ARTICLE:

+++++

SAS Programming

A_Swoosh · Posted 08-11-2022 07:54 PM

Hi SAS Community,

Like others before me, I am faced with cleaning addresses without the likes of SAS Data Quality. I've already applied prxparse to my dataset to the extent I could and encountered a few additional situations that I'd like to clean but unsure how to go about this (if at all). Fortunate for my case (I suppose?), I have historical addresses or several years of data. I wanted to see if I could apply 2 more steps to my data but unsure about how to go about this or if this would open me up to additional problems that I'm just not seeing:

1. I want to harmonize my data across years; for example, I have the same address listed differently (example below)

They share the same city,state,zip code
They appear to share the same address too but stated differently

2. If they share the same street number from year to year, I can assume it's the same address. From those I've encountered, it's the case (example below)

Data NewData;
INFILE DATALINES DSD;
input id $  name $ addy ~$25. city $ state $ zip $ cleaned_addy ~$25. year $;
DATALINES;
01,ABCSTORE,123 MAIN HIGHWAY 75,MOBILE,AL,36619,123 MAIN HIGHWAY,2011 
01,ABCSTORE,123 MAIN HIGHWAY 75,MOBILE,AL,36619,123 MAIN HIGHWAY,2012 
01,ABCSTORE,123 MAIN STREET,MOBILE,AL,36619,123 MAIN STREET,2013 
01,ABCSTORE,123 MAIN ST,MOBILE,AL,36619,123 MAIN STREET,2014 
01,ABCSTORE,123 MAIN,MOBILE,AL,36619,123 MAIN,2015 
;
run;

In the example below, since they start with the same street number for the same id, they are the same. Similarly, the address is harmonized across year accounting for differences in how the address is stated.

Data WANT;
INFILE DATALINES DSD;
input id $  name $ addy ~$25. city $ state $ zip $ cleaned_addy ~$25. year $;
DATALINES;
01,ABCSTORE,123 MAIN HIGHWAY 75,MOBILE,AL,36619,123 MAIN STREET,2011 
01,ABCSTORE,123 MAIN HIGHWAY 75,MOBILE,AL,36619,123 MAIN STREET,2012 
01,ABCSTORE,123 MAIN STREET,MOBILE,AL,36619,123 MAIN STREET,2013 
01,ABCSTORE,123 MAIN ST,MOBILE,AL,36619,123 MAIN STREET,2014 
01,ABCSTORE,123 MAIN,MOBILE,AL,36619,123 MAIN STREET,2015 
;
run;

Any guidance on steps I can apply to achieve this or potential issues would be much appreciated!

Patrick · Posted 08-13-2022 07:43 PM

Just for your simple example code like below should do.

+++++

EXERCISE TASKS:
a: Answer these about the SAS forum thread:
(i) Who started the thread, and on what date?
(ii) In the WANT data, what value does cleaned_addy hold for every row?
(iii) Who posted the reply dated 08-13-2022?
b: Reproduce the stretch of the listing from its first line through the line containing "[(651, 367)]", including both ends.
The listing after this point has nothing to do with the SAS forum thread.

RECORDS SHOWN:
+++++

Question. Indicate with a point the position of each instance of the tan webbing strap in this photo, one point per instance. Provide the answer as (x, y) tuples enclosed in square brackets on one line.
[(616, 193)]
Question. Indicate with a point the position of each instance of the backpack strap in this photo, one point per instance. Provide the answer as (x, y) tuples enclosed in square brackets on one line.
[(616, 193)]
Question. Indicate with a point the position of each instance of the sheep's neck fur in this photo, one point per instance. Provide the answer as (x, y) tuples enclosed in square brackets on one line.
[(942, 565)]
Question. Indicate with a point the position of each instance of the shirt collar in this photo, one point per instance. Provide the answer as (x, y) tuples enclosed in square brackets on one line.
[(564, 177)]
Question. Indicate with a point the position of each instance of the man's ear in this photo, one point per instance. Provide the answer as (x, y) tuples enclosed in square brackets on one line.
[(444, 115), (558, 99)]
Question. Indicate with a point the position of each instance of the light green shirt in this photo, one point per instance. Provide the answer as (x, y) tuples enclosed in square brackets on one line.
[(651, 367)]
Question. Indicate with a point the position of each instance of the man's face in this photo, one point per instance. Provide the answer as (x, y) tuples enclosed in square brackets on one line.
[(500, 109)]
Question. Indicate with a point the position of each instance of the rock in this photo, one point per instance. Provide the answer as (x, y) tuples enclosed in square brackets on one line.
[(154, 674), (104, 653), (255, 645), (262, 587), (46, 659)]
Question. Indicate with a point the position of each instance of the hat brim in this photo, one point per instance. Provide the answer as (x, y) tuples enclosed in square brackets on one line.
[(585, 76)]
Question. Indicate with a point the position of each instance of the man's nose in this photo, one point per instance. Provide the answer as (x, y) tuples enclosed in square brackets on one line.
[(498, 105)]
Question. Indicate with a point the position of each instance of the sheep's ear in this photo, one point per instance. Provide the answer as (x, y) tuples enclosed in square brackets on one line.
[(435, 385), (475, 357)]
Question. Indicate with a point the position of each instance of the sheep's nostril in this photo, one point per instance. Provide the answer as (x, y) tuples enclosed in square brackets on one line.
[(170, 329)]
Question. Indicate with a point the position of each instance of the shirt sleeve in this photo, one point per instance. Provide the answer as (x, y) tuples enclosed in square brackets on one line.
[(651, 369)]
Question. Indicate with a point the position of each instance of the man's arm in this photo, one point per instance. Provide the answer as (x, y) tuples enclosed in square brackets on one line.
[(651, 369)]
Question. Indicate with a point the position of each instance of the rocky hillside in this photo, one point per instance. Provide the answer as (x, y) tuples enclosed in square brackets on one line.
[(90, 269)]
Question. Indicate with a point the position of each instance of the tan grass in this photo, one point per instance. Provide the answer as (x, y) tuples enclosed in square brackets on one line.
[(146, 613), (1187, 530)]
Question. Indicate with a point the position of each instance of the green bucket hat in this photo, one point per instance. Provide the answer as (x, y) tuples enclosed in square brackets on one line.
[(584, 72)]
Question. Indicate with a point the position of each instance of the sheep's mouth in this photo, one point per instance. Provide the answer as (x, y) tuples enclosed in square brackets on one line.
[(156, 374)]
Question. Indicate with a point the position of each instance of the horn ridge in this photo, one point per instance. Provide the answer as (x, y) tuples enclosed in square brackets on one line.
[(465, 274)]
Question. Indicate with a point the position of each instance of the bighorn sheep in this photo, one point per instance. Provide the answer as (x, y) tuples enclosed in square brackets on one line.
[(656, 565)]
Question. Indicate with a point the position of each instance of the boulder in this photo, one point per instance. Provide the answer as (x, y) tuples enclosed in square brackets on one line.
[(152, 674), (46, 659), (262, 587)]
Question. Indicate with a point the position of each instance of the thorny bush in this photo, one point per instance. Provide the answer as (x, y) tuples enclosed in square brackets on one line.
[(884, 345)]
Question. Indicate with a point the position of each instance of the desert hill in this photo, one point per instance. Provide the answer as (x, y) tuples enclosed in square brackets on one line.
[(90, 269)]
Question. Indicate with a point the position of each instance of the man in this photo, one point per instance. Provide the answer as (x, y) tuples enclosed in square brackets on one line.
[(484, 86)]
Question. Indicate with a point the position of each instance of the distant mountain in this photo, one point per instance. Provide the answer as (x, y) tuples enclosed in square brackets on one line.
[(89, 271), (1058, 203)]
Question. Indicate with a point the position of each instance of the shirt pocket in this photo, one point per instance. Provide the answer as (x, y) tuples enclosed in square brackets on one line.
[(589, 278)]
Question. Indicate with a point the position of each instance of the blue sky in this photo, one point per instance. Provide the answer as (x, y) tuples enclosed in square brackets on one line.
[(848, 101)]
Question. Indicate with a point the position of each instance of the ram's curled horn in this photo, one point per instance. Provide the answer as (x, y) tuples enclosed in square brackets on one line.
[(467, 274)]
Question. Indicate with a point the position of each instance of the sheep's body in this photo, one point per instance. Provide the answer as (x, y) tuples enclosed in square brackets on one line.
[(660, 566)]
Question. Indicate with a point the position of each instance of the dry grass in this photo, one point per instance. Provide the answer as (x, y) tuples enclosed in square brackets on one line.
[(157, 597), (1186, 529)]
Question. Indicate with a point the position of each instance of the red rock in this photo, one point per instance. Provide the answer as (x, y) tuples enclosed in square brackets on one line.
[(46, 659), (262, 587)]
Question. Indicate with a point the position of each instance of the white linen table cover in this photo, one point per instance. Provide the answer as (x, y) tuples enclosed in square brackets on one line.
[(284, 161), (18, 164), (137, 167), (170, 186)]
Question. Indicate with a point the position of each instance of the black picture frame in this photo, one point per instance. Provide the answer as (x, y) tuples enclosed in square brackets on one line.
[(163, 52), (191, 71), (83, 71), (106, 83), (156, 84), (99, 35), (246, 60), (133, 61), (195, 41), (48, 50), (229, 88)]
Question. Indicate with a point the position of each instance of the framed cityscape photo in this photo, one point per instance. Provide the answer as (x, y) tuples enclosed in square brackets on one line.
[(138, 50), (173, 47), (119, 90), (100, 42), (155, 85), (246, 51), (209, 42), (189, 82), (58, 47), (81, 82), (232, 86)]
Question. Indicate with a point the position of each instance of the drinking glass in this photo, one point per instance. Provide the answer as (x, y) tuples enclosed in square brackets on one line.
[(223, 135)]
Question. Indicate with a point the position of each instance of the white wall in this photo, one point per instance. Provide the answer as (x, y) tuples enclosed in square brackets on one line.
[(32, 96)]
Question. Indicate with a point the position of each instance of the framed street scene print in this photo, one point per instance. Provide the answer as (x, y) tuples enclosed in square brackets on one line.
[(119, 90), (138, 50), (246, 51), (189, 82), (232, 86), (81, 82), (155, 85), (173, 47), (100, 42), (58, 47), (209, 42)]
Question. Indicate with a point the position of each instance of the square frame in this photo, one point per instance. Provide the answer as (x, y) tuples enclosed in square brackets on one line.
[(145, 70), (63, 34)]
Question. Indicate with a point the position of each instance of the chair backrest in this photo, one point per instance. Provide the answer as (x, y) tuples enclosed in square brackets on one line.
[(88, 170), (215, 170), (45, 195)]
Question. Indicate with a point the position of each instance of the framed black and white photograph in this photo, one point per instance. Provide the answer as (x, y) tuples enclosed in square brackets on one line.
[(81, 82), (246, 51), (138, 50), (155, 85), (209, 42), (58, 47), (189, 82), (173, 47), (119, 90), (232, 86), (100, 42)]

+++++

TASK RESPONSES:
a:
(i) A_Swoosh, on 08-11-2022
(ii) 123 MAIN STREET
(iii) Patrick

b:
Question. Indicate with a point the position of each instance of the tan webbing strap in this photo, one point per instance. Provide the answer as (x, y) tuples enclosed in square brackets on one line.
[(616, 193)]
Question. Indicate with a point the position of each instance of the backpack strap in this photo, one point per instance. Provide the answer as (x, y) tuples enclosed in square brackets on one line.
[(616, 193)]
Question. Indicate with a point the position of each instance of the sheep's neck fur in this photo, one point per instance. Provide the answer as (x, y) tuples enclosed in square brackets on one line.
[(942, 565)]
Question. Indicate with a point the position of each instance of the shirt collar in this photo, one point per instance. Provide the answer as (x, y) tuples enclosed in square brackets on one line.
[(564, 177)]
Question. Indicate with a point the position of each instance of the man's ear in this photo, one point per instance. Provide the answer as (x, y) tuples enclosed in square brackets on one line.
[(444, 115), (558, 99)]
Question. Indicate with a point the position of each instance of the light green shirt in this photo, one point per instance. Provide the answer as (x, y) tuples enclosed in square brackets on one line.
[(651, 367)]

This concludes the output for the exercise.